## Problem to work on
For the listing that follows, give again exactly the lines from the one with "Tag the white pant" to the one with "[[73, 350], [357, 467], [706, 363]]", including both.

::::::

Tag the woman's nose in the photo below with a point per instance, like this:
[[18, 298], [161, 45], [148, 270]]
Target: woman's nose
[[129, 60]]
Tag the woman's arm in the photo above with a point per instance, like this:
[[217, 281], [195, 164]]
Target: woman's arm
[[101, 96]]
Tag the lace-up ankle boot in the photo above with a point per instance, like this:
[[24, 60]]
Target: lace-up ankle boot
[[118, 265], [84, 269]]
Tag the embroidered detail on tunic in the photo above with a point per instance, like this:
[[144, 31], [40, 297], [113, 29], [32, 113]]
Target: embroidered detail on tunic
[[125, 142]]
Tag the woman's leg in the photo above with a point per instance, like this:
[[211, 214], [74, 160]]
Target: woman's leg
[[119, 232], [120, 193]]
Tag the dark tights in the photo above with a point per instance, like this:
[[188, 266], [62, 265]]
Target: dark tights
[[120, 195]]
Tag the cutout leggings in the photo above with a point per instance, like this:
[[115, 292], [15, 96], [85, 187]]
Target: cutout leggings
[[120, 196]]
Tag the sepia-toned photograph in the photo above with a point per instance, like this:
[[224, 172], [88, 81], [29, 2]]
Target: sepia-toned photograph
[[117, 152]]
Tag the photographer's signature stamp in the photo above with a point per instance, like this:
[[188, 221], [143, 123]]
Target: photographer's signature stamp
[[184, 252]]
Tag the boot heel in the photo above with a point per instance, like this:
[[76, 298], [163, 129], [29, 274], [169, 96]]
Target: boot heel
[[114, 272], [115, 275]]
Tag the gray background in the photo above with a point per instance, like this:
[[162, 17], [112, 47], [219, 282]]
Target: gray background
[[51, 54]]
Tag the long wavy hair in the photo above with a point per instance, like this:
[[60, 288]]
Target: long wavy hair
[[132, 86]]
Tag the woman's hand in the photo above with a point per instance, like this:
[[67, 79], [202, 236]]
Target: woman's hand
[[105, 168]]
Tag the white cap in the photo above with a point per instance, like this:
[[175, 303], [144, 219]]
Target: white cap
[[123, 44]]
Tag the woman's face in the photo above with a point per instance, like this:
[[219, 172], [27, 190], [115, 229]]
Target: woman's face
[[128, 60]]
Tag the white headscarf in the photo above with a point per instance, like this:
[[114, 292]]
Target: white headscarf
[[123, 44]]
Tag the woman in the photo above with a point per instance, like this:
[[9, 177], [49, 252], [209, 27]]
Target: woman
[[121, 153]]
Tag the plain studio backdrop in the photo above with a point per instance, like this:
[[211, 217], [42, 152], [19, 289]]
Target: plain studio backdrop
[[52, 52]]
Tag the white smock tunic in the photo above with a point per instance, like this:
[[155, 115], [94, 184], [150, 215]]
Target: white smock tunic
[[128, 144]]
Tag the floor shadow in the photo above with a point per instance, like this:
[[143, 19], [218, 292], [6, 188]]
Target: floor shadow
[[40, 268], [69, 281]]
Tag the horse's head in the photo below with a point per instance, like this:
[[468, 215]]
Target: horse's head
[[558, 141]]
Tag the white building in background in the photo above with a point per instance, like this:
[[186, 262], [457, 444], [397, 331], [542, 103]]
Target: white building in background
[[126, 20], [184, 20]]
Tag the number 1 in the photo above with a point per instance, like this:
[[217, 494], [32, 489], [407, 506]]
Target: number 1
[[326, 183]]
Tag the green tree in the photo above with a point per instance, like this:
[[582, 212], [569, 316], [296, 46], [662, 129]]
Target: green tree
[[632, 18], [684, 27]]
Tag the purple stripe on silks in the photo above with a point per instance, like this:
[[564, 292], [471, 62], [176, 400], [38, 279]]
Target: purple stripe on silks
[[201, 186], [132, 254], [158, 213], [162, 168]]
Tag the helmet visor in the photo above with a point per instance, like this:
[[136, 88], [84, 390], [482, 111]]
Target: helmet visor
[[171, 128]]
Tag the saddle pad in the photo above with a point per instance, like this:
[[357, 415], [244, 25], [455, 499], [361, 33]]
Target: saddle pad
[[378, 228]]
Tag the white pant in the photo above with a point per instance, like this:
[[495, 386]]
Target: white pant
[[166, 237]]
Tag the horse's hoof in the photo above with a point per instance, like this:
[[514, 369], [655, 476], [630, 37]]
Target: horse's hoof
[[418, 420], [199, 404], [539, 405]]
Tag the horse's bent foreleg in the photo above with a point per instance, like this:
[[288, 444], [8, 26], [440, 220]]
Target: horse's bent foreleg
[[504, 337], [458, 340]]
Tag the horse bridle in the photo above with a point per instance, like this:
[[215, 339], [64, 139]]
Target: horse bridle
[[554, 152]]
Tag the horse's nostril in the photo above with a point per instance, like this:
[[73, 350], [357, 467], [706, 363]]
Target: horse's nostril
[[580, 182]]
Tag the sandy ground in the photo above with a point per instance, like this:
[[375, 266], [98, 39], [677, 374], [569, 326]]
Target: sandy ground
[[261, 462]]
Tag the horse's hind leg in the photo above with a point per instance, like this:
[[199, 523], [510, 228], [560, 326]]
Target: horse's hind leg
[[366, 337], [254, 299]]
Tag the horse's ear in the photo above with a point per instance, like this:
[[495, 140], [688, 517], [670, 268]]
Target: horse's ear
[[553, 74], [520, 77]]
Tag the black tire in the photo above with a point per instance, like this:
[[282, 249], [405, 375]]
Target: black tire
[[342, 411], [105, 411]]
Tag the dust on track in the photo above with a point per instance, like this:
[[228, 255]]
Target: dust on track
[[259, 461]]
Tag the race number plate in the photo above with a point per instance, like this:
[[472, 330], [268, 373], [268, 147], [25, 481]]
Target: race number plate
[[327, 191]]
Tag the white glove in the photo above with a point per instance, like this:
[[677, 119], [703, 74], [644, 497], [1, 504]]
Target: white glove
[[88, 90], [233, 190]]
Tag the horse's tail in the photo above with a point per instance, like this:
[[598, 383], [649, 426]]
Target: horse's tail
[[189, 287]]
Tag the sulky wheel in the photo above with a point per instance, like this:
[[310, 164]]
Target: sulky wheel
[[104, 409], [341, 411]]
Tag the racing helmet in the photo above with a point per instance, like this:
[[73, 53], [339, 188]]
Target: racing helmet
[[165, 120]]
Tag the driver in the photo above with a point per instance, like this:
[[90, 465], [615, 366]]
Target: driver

::::::

## Solution below
Tag the white pant in the photo above with a point per instance, like this:
[[495, 386]]
Target: white pant
[[166, 237]]
Tag the horse's hoof in the photo above with a point per instance, like this:
[[514, 369], [655, 476], [630, 37]]
Target: horse's hoof
[[418, 420], [199, 404], [539, 405]]
Tag the horse's bent foreleg in the photo above with a point per instance, like this:
[[288, 444], [8, 26], [440, 220]]
Target: horse's bent foreleg
[[504, 337], [458, 340]]
Tag the horse bridle in the photo above with a point per instance, like this:
[[215, 339], [64, 139]]
Target: horse bridle
[[554, 152]]
Tag the horse's nostril in the photo above with a point per instance, like this:
[[73, 350], [357, 467], [706, 363]]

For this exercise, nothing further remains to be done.